**What is expected:** Locate each line in the records below that contains the string "blurred", and copy every such line. Case counts, so uppercase and lowercase letters must match.

-- BEGIN --

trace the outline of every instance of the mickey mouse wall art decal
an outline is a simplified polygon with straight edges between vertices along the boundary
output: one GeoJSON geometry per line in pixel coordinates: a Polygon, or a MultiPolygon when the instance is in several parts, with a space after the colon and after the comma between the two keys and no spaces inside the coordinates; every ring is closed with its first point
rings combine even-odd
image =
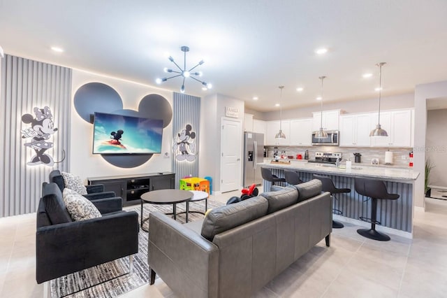
{"type": "Polygon", "coordinates": [[[178,141],[174,140],[173,151],[177,160],[196,160],[196,143],[193,140],[196,133],[191,130],[191,125],[186,125],[185,129],[177,134],[178,141]]]}
{"type": "MultiPolygon", "coordinates": [[[[31,141],[25,143],[24,146],[31,148],[36,152],[27,164],[29,166],[44,164],[52,166],[54,164],[53,158],[45,152],[53,147],[52,142],[48,141],[48,139],[57,132],[57,128],[54,127],[52,120],[53,115],[47,106],[43,108],[35,107],[34,111],[35,116],[31,114],[24,114],[22,116],[22,121],[31,125],[31,127],[20,131],[22,134],[22,139],[31,138],[31,141]]],[[[65,155],[65,151],[64,153],[65,155]]],[[[62,160],[57,162],[61,162],[64,159],[65,156],[62,160]]]]}

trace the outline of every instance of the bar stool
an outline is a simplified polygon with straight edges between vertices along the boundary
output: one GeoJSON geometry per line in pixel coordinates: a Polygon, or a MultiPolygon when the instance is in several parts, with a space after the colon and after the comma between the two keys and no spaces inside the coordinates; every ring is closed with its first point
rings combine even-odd
{"type": "Polygon", "coordinates": [[[286,179],[284,178],[279,178],[276,175],[272,173],[272,171],[267,168],[261,168],[261,175],[263,176],[263,179],[272,183],[272,185],[274,185],[275,182],[286,182],[286,179]]]}
{"type": "Polygon", "coordinates": [[[371,218],[360,216],[360,220],[371,222],[371,229],[359,229],[357,232],[364,237],[379,241],[388,241],[390,236],[386,234],[376,231],[376,225],[381,225],[377,221],[377,200],[378,199],[397,199],[400,195],[397,194],[389,194],[386,185],[383,181],[379,180],[370,180],[362,178],[356,178],[354,181],[356,191],[365,197],[369,197],[372,201],[371,218]]]}
{"type": "MultiPolygon", "coordinates": [[[[323,187],[321,188],[321,190],[323,192],[330,192],[330,196],[335,199],[337,199],[337,197],[335,197],[335,194],[351,192],[351,189],[349,188],[337,188],[335,185],[334,185],[332,180],[329,177],[314,174],[314,178],[318,179],[321,181],[321,183],[323,183],[323,187]]],[[[343,212],[342,212],[342,211],[339,209],[333,208],[332,213],[341,215],[342,214],[343,214],[343,212]]],[[[334,229],[341,229],[343,227],[344,227],[344,225],[343,225],[342,222],[337,222],[337,220],[332,220],[332,227],[334,229]]]]}
{"type": "Polygon", "coordinates": [[[292,185],[302,183],[304,181],[300,178],[300,175],[295,171],[284,170],[286,182],[292,185]]]}

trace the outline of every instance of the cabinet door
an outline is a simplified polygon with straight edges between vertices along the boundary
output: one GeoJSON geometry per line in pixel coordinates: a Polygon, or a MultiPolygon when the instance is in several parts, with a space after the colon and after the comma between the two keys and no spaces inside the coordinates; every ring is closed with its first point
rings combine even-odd
{"type": "Polygon", "coordinates": [[[391,112],[392,146],[411,146],[411,110],[391,112]]]}
{"type": "Polygon", "coordinates": [[[253,132],[253,115],[244,114],[244,132],[253,132]]]}
{"type": "Polygon", "coordinates": [[[372,123],[371,114],[369,113],[356,115],[354,140],[356,146],[371,146],[369,133],[374,127],[372,123]]]}
{"type": "Polygon", "coordinates": [[[349,147],[356,146],[355,127],[353,115],[340,117],[340,146],[349,147]]]}
{"type": "Polygon", "coordinates": [[[125,180],[92,181],[92,184],[103,184],[105,192],[115,192],[115,196],[123,198],[123,202],[126,200],[127,183],[125,180]]]}
{"type": "Polygon", "coordinates": [[[175,187],[174,175],[152,176],[149,180],[149,190],[168,190],[175,187]]]}
{"type": "Polygon", "coordinates": [[[312,118],[293,119],[290,121],[291,146],[311,146],[312,121],[312,118]]]}
{"type": "Polygon", "coordinates": [[[265,121],[254,119],[253,132],[264,134],[264,144],[267,144],[267,125],[265,121]]]}
{"type": "Polygon", "coordinates": [[[290,145],[290,120],[281,120],[281,129],[286,135],[286,139],[275,139],[274,136],[279,132],[279,120],[267,122],[267,145],[289,146],[290,145]]]}

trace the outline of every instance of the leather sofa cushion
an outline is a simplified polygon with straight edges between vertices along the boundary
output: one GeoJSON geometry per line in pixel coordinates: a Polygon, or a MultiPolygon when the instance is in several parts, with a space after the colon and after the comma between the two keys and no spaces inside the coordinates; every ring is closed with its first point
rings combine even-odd
{"type": "Polygon", "coordinates": [[[298,201],[298,191],[295,187],[288,186],[281,190],[263,192],[260,195],[268,201],[267,214],[288,207],[298,201]]]}
{"type": "Polygon", "coordinates": [[[44,183],[42,201],[52,225],[71,222],[73,220],[62,200],[62,193],[56,183],[44,183]]]}
{"type": "Polygon", "coordinates": [[[212,241],[217,234],[264,216],[268,208],[267,199],[256,197],[214,208],[205,218],[200,234],[212,241]]]}
{"type": "Polygon", "coordinates": [[[298,202],[315,197],[321,193],[323,184],[318,179],[293,185],[298,190],[298,202]]]}

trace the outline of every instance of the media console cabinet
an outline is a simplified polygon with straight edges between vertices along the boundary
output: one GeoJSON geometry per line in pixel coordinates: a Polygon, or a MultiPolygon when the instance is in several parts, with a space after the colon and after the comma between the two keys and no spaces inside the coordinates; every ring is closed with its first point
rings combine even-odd
{"type": "Polygon", "coordinates": [[[106,192],[115,192],[117,197],[123,198],[123,206],[139,204],[140,197],[145,192],[175,187],[175,173],[170,172],[91,177],[87,179],[89,185],[103,184],[106,192]]]}

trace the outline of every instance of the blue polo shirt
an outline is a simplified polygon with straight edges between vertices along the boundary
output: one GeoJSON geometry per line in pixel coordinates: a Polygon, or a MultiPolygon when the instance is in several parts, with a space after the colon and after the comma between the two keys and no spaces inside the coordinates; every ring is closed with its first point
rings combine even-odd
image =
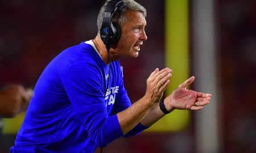
{"type": "MultiPolygon", "coordinates": [[[[119,61],[110,76],[109,69],[92,41],[57,56],[36,83],[10,152],[93,152],[123,136],[116,114],[131,102],[119,61]]],[[[139,124],[125,137],[145,129],[139,124]]]]}

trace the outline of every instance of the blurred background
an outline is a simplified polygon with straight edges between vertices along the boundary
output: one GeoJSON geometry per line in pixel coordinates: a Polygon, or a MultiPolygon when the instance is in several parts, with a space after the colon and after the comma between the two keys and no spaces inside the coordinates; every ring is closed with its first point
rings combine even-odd
{"type": "MultiPolygon", "coordinates": [[[[190,88],[211,93],[198,112],[175,110],[138,136],[104,152],[256,152],[256,1],[138,0],[147,10],[148,40],[136,59],[121,60],[131,101],[144,94],[155,67],[174,70],[170,94],[191,75],[190,88]]],[[[62,50],[94,38],[103,1],[0,1],[0,88],[33,88],[62,50]]],[[[14,143],[24,113],[3,119],[0,152],[14,143]]],[[[100,152],[98,149],[96,152],[100,152]]]]}

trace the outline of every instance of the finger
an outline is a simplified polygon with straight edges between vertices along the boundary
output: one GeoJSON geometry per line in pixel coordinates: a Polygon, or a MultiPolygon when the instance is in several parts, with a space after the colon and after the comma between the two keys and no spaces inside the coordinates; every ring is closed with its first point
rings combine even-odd
{"type": "Polygon", "coordinates": [[[201,107],[201,106],[199,106],[199,107],[192,106],[190,108],[191,110],[200,110],[202,109],[203,109],[203,107],[201,107]]]}
{"type": "Polygon", "coordinates": [[[204,106],[210,103],[209,100],[205,100],[203,101],[196,101],[195,104],[196,106],[204,106]]]}
{"type": "Polygon", "coordinates": [[[210,97],[212,96],[212,94],[204,94],[204,93],[201,93],[201,92],[197,92],[197,97],[210,97]]]}
{"type": "Polygon", "coordinates": [[[198,101],[207,101],[207,100],[210,100],[210,97],[197,97],[196,99],[196,100],[197,100],[198,101]]]}
{"type": "Polygon", "coordinates": [[[169,73],[167,74],[167,75],[166,75],[165,76],[164,76],[164,77],[163,78],[162,78],[162,76],[158,77],[155,80],[157,82],[156,88],[158,88],[158,90],[160,89],[162,87],[162,86],[163,86],[165,84],[165,83],[170,79],[171,76],[172,74],[171,73],[169,73]],[[158,80],[160,79],[160,80],[158,80]]]}
{"type": "Polygon", "coordinates": [[[157,74],[156,74],[156,75],[153,76],[152,77],[152,80],[155,81],[156,83],[158,83],[161,79],[164,78],[166,75],[169,75],[168,74],[170,74],[169,77],[171,77],[171,76],[172,75],[171,74],[172,71],[168,67],[164,69],[161,71],[159,71],[157,74]]]}
{"type": "Polygon", "coordinates": [[[182,83],[179,86],[180,88],[185,88],[187,86],[191,84],[195,80],[195,76],[192,76],[190,77],[188,79],[185,80],[184,82],[182,83]]]}
{"type": "Polygon", "coordinates": [[[164,84],[163,86],[162,86],[160,89],[159,90],[160,92],[163,92],[164,91],[166,91],[166,88],[168,87],[168,85],[169,85],[170,84],[170,80],[167,80],[166,83],[164,83],[164,84]]]}
{"type": "Polygon", "coordinates": [[[159,69],[158,68],[155,69],[155,71],[154,71],[152,73],[151,73],[151,74],[150,74],[150,75],[148,77],[148,78],[152,77],[152,76],[154,76],[154,75],[155,75],[159,71],[159,69]]]}

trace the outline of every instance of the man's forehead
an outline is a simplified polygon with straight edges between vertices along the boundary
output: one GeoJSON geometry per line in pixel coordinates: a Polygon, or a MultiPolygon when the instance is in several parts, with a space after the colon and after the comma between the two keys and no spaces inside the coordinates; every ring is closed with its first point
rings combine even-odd
{"type": "Polygon", "coordinates": [[[125,17],[129,21],[138,20],[139,22],[145,22],[146,24],[144,14],[139,11],[129,10],[126,13],[125,17]]]}

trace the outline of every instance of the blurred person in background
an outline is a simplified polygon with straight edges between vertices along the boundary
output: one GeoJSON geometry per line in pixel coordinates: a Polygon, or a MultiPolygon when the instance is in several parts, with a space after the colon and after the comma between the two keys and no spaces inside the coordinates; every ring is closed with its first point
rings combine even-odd
{"type": "MultiPolygon", "coordinates": [[[[32,94],[31,90],[21,85],[10,86],[0,91],[0,117],[14,117],[27,110],[32,94]]],[[[0,118],[0,131],[2,126],[0,118]]]]}
{"type": "Polygon", "coordinates": [[[210,94],[186,89],[193,76],[161,100],[172,75],[167,67],[151,74],[144,96],[131,105],[118,60],[138,56],[147,39],[146,16],[134,1],[105,2],[96,38],[64,50],[42,74],[11,152],[93,152],[175,109],[209,103],[210,94]]]}

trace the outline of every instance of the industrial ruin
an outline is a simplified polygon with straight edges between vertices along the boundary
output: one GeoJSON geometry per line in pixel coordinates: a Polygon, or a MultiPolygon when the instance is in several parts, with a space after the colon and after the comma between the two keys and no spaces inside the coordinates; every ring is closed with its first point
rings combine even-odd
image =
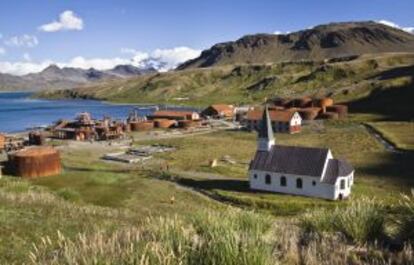
{"type": "Polygon", "coordinates": [[[270,110],[297,111],[303,120],[344,119],[348,114],[346,105],[334,104],[334,100],[329,97],[276,98],[269,103],[270,110]]]}
{"type": "Polygon", "coordinates": [[[59,151],[52,147],[28,147],[8,154],[7,171],[23,178],[59,175],[59,151]]]}

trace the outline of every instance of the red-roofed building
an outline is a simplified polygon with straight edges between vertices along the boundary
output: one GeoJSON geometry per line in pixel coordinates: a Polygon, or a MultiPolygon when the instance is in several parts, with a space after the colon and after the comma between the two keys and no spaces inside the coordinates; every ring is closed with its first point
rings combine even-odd
{"type": "MultiPolygon", "coordinates": [[[[258,130],[262,120],[263,110],[251,110],[247,112],[244,121],[249,130],[258,130]]],[[[272,129],[281,133],[297,133],[302,128],[302,118],[296,111],[269,110],[272,129]]]]}
{"type": "Polygon", "coordinates": [[[194,111],[179,110],[159,110],[147,116],[148,119],[168,119],[168,120],[199,120],[200,115],[194,111]]]}
{"type": "Polygon", "coordinates": [[[226,104],[214,104],[208,106],[201,112],[204,117],[213,118],[232,118],[234,116],[234,106],[226,104]]]}

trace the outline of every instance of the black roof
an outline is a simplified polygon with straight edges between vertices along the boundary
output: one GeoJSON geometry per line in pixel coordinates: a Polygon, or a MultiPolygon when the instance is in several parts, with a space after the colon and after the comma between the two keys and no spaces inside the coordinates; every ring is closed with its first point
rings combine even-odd
{"type": "Polygon", "coordinates": [[[352,171],[354,168],[345,160],[329,159],[322,182],[335,184],[338,177],[348,176],[352,171]]]}
{"type": "Polygon", "coordinates": [[[257,151],[250,170],[321,177],[329,149],[274,145],[257,151]]]}

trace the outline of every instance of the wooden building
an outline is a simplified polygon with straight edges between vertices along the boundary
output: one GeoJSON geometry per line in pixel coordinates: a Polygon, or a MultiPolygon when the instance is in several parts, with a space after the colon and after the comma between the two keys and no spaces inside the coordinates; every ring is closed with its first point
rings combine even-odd
{"type": "Polygon", "coordinates": [[[214,104],[208,106],[201,112],[204,117],[212,117],[215,119],[233,118],[234,106],[226,104],[214,104]]]}
{"type": "MultiPolygon", "coordinates": [[[[251,110],[247,112],[244,124],[247,129],[259,130],[263,110],[251,110]]],[[[302,118],[296,111],[269,110],[272,129],[280,133],[297,133],[302,128],[302,118]]]]}
{"type": "Polygon", "coordinates": [[[199,120],[200,115],[195,111],[181,110],[159,110],[147,116],[150,120],[167,119],[167,120],[199,120]]]}

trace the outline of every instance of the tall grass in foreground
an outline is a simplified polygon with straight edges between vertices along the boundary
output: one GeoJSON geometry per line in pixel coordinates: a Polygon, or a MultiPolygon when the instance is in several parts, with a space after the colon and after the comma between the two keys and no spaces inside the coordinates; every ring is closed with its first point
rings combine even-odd
{"type": "Polygon", "coordinates": [[[340,232],[354,243],[364,244],[383,239],[385,221],[383,205],[364,198],[333,211],[311,212],[301,219],[301,226],[305,232],[340,232]]]}
{"type": "Polygon", "coordinates": [[[411,196],[404,195],[400,201],[401,214],[395,219],[398,236],[402,240],[414,242],[414,190],[411,196]]]}
{"type": "Polygon", "coordinates": [[[200,212],[190,218],[151,218],[113,234],[58,233],[33,247],[33,264],[270,264],[270,219],[250,212],[200,212]]]}
{"type": "Polygon", "coordinates": [[[355,247],[336,233],[306,242],[285,220],[229,207],[188,217],[149,218],[139,227],[46,236],[33,245],[32,264],[414,264],[413,250],[355,247]],[[53,238],[53,239],[52,239],[53,238]]]}

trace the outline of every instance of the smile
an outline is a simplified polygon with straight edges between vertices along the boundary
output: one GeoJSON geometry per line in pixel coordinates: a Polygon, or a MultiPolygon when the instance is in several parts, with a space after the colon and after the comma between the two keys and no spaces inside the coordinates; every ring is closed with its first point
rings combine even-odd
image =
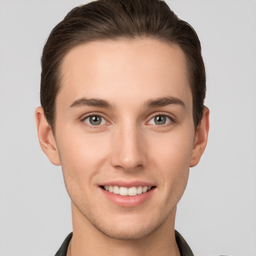
{"type": "Polygon", "coordinates": [[[125,188],[124,186],[103,186],[103,188],[110,193],[114,193],[120,196],[134,196],[140,194],[150,190],[152,186],[132,186],[132,188],[125,188]]]}

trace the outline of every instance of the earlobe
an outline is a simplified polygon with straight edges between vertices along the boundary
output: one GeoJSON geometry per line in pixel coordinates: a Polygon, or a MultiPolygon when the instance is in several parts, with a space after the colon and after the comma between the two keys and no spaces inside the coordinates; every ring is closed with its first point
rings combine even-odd
{"type": "Polygon", "coordinates": [[[190,160],[190,167],[194,167],[198,164],[206,148],[210,128],[209,114],[208,108],[204,106],[202,118],[196,132],[194,143],[190,160]]]}
{"type": "Polygon", "coordinates": [[[36,110],[35,118],[38,138],[42,149],[52,164],[60,166],[60,160],[55,138],[52,128],[45,118],[42,106],[38,106],[36,110]]]}

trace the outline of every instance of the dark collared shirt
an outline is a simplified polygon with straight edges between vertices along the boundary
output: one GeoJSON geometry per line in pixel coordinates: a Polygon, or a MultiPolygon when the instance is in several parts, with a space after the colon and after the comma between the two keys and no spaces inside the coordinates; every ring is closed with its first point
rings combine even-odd
{"type": "MultiPolygon", "coordinates": [[[[60,248],[57,253],[55,254],[55,256],[66,256],[68,248],[72,235],[73,233],[72,232],[68,236],[62,244],[60,248]]],[[[194,256],[194,254],[192,252],[188,244],[182,236],[182,235],[176,230],[175,230],[175,238],[178,245],[180,256],[194,256]]]]}

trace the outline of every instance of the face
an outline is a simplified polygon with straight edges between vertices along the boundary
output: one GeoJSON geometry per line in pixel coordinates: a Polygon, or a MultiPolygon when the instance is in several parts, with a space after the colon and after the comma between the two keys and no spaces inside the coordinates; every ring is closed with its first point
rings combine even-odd
{"type": "Polygon", "coordinates": [[[95,42],[62,68],[55,139],[76,220],[120,239],[174,222],[196,136],[182,51],[95,42]]]}

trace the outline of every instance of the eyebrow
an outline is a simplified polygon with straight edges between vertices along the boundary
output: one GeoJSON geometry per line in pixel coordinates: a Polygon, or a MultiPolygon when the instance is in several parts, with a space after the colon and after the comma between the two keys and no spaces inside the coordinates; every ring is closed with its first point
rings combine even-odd
{"type": "Polygon", "coordinates": [[[73,102],[69,108],[82,106],[97,106],[104,108],[114,108],[114,106],[106,100],[97,98],[88,98],[84,97],[73,102]]]}
{"type": "MultiPolygon", "coordinates": [[[[185,106],[184,103],[179,98],[170,96],[157,98],[156,99],[150,99],[146,102],[144,106],[147,108],[156,108],[158,106],[164,106],[170,104],[178,104],[183,107],[185,106]]],[[[114,105],[106,100],[98,98],[82,98],[74,100],[72,102],[69,108],[76,106],[96,106],[104,108],[114,108],[114,105]]]]}
{"type": "Polygon", "coordinates": [[[145,106],[148,108],[164,106],[170,104],[178,104],[185,107],[185,104],[180,98],[168,96],[154,99],[150,99],[146,102],[145,106]]]}

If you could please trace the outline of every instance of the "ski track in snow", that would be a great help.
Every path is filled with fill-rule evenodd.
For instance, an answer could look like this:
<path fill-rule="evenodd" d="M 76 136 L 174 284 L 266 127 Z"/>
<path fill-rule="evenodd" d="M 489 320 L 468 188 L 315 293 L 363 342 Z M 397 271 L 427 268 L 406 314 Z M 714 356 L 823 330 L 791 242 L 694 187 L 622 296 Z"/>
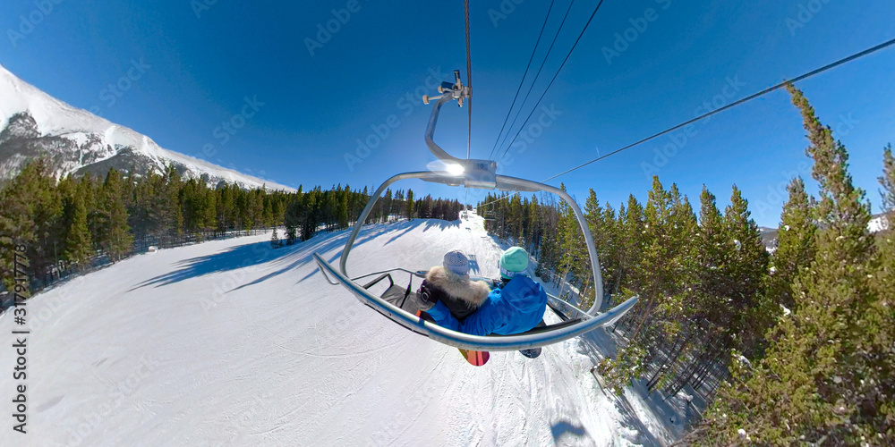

-- END --

**Result:**
trace the outline of every instance of the blurred background
trace the outline of every instance of the blurred person in background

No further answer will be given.